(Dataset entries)
^^^^^^^^

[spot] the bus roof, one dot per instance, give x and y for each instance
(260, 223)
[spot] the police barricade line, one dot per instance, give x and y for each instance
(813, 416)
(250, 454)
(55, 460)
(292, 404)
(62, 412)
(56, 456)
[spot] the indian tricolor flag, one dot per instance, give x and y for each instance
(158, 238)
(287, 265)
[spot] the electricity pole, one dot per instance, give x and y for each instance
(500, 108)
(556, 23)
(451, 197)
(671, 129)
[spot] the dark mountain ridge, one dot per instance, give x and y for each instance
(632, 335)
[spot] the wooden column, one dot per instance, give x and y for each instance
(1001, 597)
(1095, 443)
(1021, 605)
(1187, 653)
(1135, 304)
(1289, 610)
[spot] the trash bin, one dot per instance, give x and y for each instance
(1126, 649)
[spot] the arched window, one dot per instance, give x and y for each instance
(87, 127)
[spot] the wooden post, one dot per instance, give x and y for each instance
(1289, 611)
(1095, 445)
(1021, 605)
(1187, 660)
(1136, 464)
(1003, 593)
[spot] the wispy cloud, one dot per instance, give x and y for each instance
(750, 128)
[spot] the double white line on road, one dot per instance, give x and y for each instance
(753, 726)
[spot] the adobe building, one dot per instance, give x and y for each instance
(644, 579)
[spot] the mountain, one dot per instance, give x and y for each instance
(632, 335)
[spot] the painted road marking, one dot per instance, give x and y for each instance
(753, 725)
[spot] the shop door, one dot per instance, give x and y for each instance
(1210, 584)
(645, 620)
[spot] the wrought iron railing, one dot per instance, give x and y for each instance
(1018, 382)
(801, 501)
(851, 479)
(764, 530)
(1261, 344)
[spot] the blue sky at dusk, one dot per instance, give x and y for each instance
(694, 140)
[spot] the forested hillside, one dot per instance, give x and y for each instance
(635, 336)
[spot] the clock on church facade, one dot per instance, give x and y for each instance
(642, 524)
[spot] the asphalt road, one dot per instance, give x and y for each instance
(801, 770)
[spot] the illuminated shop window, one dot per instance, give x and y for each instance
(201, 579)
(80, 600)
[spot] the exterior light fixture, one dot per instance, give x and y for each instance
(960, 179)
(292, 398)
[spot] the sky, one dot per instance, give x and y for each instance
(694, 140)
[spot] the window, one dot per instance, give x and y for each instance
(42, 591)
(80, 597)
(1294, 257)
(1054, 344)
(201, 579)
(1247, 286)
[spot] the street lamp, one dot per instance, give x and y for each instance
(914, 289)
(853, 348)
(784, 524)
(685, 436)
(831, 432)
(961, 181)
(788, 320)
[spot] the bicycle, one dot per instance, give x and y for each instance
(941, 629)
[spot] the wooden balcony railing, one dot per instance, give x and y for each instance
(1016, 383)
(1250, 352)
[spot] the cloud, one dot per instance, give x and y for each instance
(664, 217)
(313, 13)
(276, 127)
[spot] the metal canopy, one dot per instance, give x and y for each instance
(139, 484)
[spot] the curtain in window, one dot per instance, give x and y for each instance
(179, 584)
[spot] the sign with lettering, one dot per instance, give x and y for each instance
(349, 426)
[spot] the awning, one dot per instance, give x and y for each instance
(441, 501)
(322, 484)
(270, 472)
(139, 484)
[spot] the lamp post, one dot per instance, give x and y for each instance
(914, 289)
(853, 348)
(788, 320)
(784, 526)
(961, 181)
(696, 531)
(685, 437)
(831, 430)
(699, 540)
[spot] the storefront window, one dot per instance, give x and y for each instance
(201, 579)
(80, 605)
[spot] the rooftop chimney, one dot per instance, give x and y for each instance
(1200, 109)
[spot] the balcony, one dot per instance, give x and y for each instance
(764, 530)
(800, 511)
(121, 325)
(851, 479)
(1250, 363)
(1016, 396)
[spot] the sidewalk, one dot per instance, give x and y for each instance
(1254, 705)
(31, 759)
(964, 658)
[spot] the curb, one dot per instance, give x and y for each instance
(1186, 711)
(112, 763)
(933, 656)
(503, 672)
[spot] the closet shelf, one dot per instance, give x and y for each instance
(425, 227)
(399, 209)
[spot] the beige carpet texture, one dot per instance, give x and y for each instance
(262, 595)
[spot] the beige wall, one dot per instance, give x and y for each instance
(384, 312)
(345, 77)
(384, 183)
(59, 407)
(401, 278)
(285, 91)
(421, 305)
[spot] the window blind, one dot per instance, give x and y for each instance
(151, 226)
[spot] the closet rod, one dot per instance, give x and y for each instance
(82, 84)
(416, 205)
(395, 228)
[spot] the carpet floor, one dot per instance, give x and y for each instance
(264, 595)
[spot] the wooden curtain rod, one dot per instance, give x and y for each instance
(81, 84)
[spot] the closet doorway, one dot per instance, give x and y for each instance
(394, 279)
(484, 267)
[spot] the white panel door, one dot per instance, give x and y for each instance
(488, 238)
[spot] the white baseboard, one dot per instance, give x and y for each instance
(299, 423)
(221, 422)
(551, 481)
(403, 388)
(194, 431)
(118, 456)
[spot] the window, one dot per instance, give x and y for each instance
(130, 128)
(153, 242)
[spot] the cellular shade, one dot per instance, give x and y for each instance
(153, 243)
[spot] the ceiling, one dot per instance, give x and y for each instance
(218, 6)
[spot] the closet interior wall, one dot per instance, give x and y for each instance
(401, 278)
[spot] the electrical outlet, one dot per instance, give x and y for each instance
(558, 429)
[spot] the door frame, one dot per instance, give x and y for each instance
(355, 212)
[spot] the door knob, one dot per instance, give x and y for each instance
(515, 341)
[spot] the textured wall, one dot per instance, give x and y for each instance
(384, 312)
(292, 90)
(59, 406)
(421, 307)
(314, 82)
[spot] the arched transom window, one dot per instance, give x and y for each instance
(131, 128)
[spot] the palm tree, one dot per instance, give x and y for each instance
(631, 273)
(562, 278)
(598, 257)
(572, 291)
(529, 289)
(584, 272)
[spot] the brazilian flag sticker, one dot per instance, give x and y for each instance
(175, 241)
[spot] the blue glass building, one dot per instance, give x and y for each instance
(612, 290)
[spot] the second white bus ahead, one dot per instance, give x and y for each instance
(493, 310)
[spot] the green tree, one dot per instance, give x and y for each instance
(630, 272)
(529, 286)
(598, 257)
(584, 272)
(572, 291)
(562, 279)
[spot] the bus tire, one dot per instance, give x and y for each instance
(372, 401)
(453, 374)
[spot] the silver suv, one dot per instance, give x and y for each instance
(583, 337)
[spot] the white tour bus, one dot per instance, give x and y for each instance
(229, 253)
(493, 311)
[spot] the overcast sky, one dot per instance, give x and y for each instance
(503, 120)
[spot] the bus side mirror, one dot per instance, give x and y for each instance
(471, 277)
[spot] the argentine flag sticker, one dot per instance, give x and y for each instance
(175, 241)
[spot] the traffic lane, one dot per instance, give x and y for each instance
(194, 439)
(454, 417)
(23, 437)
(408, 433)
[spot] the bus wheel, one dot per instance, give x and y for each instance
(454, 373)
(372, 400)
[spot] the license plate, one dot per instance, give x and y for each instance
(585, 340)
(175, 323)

^^^^^^^^

→ **Assignment**:
What is needed is a word-for-word copy of the records.

→ **Answer section**:
[spot] the bus roof, one dot per instance, give x and y for each instance
(260, 223)
[spot] the police barricade line, one dot per instance, give x and y for each instance
(813, 416)
(250, 454)
(55, 460)
(292, 404)
(62, 412)
(56, 456)
[spot] the indian tricolor flag, one dot per instance, give x and y for each instance
(158, 238)
(287, 265)
[spot] the electricity pole, one dot per instance, give x and y for each instance
(500, 108)
(556, 23)
(451, 197)
(671, 129)
[spot] the dark mountain ridge, one dot per instance, give x and y for each instance
(632, 335)
[spot] the wooden column, one dot per instance, give x and y for each instance
(1001, 597)
(1095, 443)
(1021, 605)
(1187, 653)
(1135, 304)
(1289, 610)
[spot] the trash bin, one dot per instance, give x and y for each instance
(1126, 649)
[spot] the arched window, one dot per instance, give x and y for each instance
(87, 127)
[spot] the wooden post, one dot per instance, give x and y for each instance
(1289, 611)
(1095, 445)
(1021, 605)
(1187, 660)
(1136, 464)
(1003, 593)
[spot] the wispy cloud, one dot per instance, give x and y for each instance
(750, 128)
[spot] the double white line on road, one dot per instance, give x and y for each instance
(753, 726)
[spot] the adobe building, one dot per instance, give x and y for each instance
(644, 579)
[spot] the mountain, one dot per instance, give x and y for each instance
(632, 335)
[spot] the painted road marking, one dot per instance, give x and y for each instance
(753, 725)
[spot] the shop door, one dot per instance, give x and y for each instance
(1210, 584)
(645, 620)
[spot] the wrought iron railing, one dot per instance, give x and y for each instance
(1018, 382)
(801, 501)
(851, 479)
(764, 530)
(1261, 344)
[spot] the blue sky at dusk, one dot per instance, give x and y for each instance
(694, 140)
[spot] the forested hillside, one dot per instance, give x and y for each instance
(635, 336)
[spot] the clock on church facade, one dot per instance, give x and y for each instance
(642, 524)
[spot] the asphalt road, one dot per instance, give x and y for each instance
(801, 770)
[spot] the illuminated shop window, one dot per instance, give x and y for each instance
(201, 579)
(80, 600)
[spot] the exterior light fixture, one dot per instance, give x and y for each instance
(960, 179)
(292, 398)
[spot] the sky, one dot per instance, give x and y for each instance
(694, 140)
[spot] the window, one dot per instance, give x and y for each instance
(42, 591)
(80, 597)
(1294, 257)
(1054, 344)
(201, 579)
(1247, 286)
[spot] the street lamp, one dot per instance, give x and y for each instance
(914, 289)
(853, 348)
(784, 524)
(685, 436)
(831, 432)
(961, 181)
(788, 320)
[spot] the bicycle, one dot per instance, give x and y for each instance
(941, 629)
[spot] the wooden balcony railing, one dot per instance, give x and y for each instance
(1016, 383)
(1250, 352)
[spot] the cloud, one dot per instance, give x and y for each instance
(664, 217)
(313, 13)
(276, 127)
[spot] the metal canopy, one dot per instance, give x and y for each instance
(139, 484)
[spot] the curtain in window, one dot per instance, give x and y for each instance
(179, 584)
[spot] the sign with lettering, one dot per instance, give x and y for each instance
(349, 426)
[spot] the awning, one dot per instance, give x and y for each instance
(441, 501)
(322, 484)
(270, 472)
(139, 484)
[spot] the lamp post, one dot per instance, give x and y for each instance
(914, 289)
(853, 348)
(788, 320)
(784, 526)
(961, 181)
(696, 531)
(685, 437)
(831, 430)
(699, 540)
[spot] the storefront window, one dot per instance, give x and y for each instance
(201, 579)
(80, 605)
[spot] the rooftop chimney, one dot per instance, give x and y for each instance
(1200, 109)
[spot] the balcony, one dot per instance, give x and y for each instance
(764, 530)
(800, 511)
(121, 325)
(851, 479)
(1250, 363)
(1016, 396)
[spot] the sidewalk, one dot per instance, give x and y for each instance
(1254, 705)
(31, 759)
(964, 658)
[spot] the curb, one dot per instance, give x and y for each instance
(1186, 711)
(112, 763)
(933, 656)
(503, 672)
[spot] the closet shelf, one dot per instance, give x and y for each instance
(425, 227)
(399, 209)
[spot] the beige carpet texture, one dot per instance, give x and y for each instance
(262, 595)
[spot] the beige wall, one dot per instance, give x and y for each instance
(384, 312)
(345, 77)
(384, 183)
(59, 407)
(401, 278)
(285, 91)
(421, 305)
[spot] the window blind, one dot per instance, give x and y for each instance
(151, 226)
[spot] the closet rod, one dot per instance, give x and y for each instance
(82, 84)
(416, 205)
(395, 228)
[spot] the carpet floor, one dot per instance, give x and y for each instance
(264, 595)
[spot] the wooden curtain rod, one dot per instance, give x and y for each instance
(81, 84)
[spot] the closet doorway, one dot per instance, give x and y for each instance
(394, 279)
(484, 267)
[spot] the white panel door, one dot per instance, give x and y for each instance
(488, 238)
[spot] the white baseboard, one dot per instance, give x and y for each instance
(299, 423)
(221, 422)
(551, 481)
(403, 388)
(194, 431)
(118, 456)
[spot] the window, one dot per instance, give x and y for each instance
(130, 128)
(153, 242)
[spot] the cellular shade, one dot per instance, give x and y for each instance
(153, 243)
[spot] the ceiling, one dot per instance, give x and y for each instance
(218, 6)
[spot] the closet interior wall, one dot per instance, give x and y for each instance
(401, 278)
[spot] the electrical outlet, one dot per instance, give x and y for each instance
(558, 429)
[spot] the door frame, one dot per instance, give x and y for each instance
(355, 212)
[spot] the door knob, one dot per instance, give x and y for each instance
(515, 341)
[spot] the textured wall, one dot per instance, give x and y for each instance
(384, 312)
(292, 90)
(59, 406)
(421, 307)
(314, 82)
[spot] the arched transom window, one dot per instance, give x and y for each instance
(131, 128)
[spot] the palm tree, one dot per instance, give x and y for each instance
(631, 273)
(562, 278)
(598, 257)
(572, 291)
(529, 289)
(584, 272)
[spot] the brazilian flag sticker, one dot per instance, give x and y for each instance
(175, 241)
[spot] the blue glass building, one dot per instance, give x and y for each instance
(612, 290)
[spot] the second white bus ahead, one dot per instance, give x and y for each instance
(493, 310)
[spot] the green tree, one dot per instance, give x and y for each instance
(630, 272)
(529, 286)
(598, 257)
(584, 272)
(572, 291)
(562, 279)
[spot] the bus tire, one dot per instance, give x and y for each instance
(372, 401)
(453, 374)
[spot] the silver suv, one dot per instance, give x and y for each instance
(583, 337)
[spot] the white tour bus, one dot per instance, give x and y for each instance
(229, 253)
(493, 311)
[spot] the overcast sky, one dot per instance, give x and y for each instance
(503, 120)
[spot] the bus side mirror, one dot per instance, give x and y for each instance
(471, 277)
[spot] the argentine flag sticker, one dot per instance, give x and y for each instance
(175, 241)
[spot] the traffic lane, one dot per instance, give x and y for each instance
(194, 439)
(454, 417)
(23, 437)
(408, 433)
[spot] the bus wheel, one dot per instance, give x and y for each instance
(454, 373)
(372, 400)
[spot] the license plate, one dot per instance, give x and y for each instance
(585, 340)
(175, 323)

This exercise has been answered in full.